── Records ──
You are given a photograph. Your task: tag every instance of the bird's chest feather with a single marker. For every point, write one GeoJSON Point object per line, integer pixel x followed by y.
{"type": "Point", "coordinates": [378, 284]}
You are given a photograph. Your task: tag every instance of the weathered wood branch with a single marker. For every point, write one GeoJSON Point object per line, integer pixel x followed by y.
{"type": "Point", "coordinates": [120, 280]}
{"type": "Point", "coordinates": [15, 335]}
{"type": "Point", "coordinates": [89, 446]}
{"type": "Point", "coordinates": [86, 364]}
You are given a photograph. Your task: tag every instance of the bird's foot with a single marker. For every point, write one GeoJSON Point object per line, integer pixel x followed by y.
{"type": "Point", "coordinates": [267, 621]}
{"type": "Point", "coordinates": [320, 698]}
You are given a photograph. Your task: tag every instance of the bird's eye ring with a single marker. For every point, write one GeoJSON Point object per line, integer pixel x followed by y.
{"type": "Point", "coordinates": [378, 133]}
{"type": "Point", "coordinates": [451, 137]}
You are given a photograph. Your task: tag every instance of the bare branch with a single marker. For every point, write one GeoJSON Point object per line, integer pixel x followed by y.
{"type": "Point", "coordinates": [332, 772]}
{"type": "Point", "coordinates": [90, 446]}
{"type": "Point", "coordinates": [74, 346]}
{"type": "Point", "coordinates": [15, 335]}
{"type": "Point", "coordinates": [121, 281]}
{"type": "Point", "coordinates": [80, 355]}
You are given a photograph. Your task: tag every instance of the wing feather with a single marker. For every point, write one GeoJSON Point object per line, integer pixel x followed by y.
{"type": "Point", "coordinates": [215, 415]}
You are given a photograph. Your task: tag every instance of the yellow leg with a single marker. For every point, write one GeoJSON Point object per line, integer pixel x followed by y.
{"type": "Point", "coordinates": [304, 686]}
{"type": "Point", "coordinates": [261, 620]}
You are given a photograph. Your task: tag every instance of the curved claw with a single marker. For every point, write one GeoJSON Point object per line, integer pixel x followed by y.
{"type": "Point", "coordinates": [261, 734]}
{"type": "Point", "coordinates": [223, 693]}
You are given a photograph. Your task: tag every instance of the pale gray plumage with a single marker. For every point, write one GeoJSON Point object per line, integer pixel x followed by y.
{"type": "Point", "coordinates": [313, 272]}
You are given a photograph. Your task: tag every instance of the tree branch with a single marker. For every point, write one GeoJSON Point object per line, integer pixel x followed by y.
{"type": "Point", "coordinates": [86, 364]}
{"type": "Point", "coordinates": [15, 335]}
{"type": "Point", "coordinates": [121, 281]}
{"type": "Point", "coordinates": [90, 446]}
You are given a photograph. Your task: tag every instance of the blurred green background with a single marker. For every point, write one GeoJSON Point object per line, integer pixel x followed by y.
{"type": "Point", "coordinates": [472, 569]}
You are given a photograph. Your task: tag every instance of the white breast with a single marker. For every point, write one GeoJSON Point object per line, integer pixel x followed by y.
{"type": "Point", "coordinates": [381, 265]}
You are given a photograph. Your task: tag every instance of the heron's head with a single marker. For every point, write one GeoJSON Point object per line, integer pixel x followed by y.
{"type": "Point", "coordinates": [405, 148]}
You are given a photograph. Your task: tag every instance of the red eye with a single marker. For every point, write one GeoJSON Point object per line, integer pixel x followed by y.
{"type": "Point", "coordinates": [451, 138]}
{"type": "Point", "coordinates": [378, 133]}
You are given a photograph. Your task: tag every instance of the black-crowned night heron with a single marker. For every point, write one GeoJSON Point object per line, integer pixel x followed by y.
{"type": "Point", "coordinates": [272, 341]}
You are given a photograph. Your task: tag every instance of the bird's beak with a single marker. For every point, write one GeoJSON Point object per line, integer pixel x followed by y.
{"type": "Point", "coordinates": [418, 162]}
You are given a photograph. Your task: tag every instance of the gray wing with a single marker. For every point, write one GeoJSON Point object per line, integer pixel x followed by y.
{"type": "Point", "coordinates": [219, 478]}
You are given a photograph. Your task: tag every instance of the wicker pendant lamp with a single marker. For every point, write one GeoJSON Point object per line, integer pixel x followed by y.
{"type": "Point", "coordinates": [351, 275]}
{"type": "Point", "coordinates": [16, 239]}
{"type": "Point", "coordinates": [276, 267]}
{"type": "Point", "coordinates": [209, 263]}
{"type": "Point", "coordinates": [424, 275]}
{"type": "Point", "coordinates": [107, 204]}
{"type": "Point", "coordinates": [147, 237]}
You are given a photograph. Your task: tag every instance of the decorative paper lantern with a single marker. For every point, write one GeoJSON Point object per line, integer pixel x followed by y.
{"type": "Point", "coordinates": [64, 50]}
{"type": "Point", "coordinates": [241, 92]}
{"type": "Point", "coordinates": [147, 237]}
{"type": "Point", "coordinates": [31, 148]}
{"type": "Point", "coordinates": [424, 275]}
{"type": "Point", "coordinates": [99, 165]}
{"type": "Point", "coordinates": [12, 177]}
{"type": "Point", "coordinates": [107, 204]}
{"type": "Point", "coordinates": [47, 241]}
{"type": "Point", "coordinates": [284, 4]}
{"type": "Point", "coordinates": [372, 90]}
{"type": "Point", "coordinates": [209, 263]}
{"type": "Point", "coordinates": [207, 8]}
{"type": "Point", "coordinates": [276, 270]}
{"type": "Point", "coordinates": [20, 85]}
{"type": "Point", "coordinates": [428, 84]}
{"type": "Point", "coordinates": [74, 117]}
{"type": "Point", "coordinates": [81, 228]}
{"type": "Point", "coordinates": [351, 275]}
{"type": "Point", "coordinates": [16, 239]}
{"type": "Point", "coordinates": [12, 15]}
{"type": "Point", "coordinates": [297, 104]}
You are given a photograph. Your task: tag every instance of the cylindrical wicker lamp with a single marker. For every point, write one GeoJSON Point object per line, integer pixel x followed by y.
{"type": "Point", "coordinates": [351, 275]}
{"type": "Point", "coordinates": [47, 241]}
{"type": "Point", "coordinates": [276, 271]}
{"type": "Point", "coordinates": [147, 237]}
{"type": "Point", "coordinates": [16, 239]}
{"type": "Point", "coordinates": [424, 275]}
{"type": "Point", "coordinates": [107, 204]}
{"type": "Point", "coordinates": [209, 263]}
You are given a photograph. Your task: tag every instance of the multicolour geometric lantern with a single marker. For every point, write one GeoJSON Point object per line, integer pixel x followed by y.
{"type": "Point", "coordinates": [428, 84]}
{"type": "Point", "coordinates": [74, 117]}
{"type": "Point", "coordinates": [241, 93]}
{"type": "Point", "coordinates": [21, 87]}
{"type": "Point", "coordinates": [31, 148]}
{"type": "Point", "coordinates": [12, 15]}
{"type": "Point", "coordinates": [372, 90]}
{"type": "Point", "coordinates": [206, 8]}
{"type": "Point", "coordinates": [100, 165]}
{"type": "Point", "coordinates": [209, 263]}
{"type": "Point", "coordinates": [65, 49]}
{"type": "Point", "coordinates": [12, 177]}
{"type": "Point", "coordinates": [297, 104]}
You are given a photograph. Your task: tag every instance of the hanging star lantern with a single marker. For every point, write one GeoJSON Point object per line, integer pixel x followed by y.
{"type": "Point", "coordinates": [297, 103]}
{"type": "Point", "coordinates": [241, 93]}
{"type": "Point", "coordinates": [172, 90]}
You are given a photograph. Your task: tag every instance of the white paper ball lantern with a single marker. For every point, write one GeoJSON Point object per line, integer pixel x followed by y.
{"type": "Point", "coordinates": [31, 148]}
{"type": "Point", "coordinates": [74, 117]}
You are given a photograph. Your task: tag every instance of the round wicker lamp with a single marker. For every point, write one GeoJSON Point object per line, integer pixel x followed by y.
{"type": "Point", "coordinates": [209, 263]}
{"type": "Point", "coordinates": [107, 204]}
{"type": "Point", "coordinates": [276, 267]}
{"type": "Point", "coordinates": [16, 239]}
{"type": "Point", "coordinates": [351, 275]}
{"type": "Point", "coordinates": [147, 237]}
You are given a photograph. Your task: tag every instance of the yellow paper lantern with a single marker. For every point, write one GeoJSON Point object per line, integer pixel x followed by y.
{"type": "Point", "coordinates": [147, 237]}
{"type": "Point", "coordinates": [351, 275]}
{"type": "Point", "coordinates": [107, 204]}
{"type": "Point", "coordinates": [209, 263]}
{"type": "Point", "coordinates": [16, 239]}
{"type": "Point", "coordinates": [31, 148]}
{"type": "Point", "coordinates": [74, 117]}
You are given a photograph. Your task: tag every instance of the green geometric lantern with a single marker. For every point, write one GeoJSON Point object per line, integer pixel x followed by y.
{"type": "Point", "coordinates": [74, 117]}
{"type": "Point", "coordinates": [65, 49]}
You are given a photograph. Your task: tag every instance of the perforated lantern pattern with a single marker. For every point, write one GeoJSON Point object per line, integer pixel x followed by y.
───
== Work instructions ==
Exactly and only the lines from the line containing "the white paper" through the last line of the entries should be copied, both ends included.

== Final result ==
You are given a photograph. Your task: tag every instance of the white paper ball lantern with a single marker. For every point, write one GeoJSON Point object per line, integer pixel x followed by y.
{"type": "Point", "coordinates": [31, 148]}
{"type": "Point", "coordinates": [74, 117]}
You are given a photograph. Your task: tag every instance of the round wicker lamp with a single marker. For every point, write one GeoJSON Point object per line, integer pixel x followed by y.
{"type": "Point", "coordinates": [209, 263]}
{"type": "Point", "coordinates": [107, 204]}
{"type": "Point", "coordinates": [276, 267]}
{"type": "Point", "coordinates": [16, 239]}
{"type": "Point", "coordinates": [351, 275]}
{"type": "Point", "coordinates": [147, 237]}
You are given a photograph. Your task: tag every instance of the yellow paper lantern with a single marker. For every point, write one GeoJSON Point object per line, integer pixel x followed by y.
{"type": "Point", "coordinates": [147, 237]}
{"type": "Point", "coordinates": [351, 275]}
{"type": "Point", "coordinates": [107, 204]}
{"type": "Point", "coordinates": [209, 263]}
{"type": "Point", "coordinates": [16, 239]}
{"type": "Point", "coordinates": [31, 148]}
{"type": "Point", "coordinates": [74, 117]}
You are given a photograph. Your task: tag every instance of the green geometric lantern with a single marker. For every point, write one GeoJSON Point object per line, integer pixel x followed by y.
{"type": "Point", "coordinates": [74, 117]}
{"type": "Point", "coordinates": [65, 49]}
You are given a photograph. Your task: tag every instance of the perforated lantern pattern with a single marker. For every point, write one GeoJSON Point object per line, integer pixel x followed by y.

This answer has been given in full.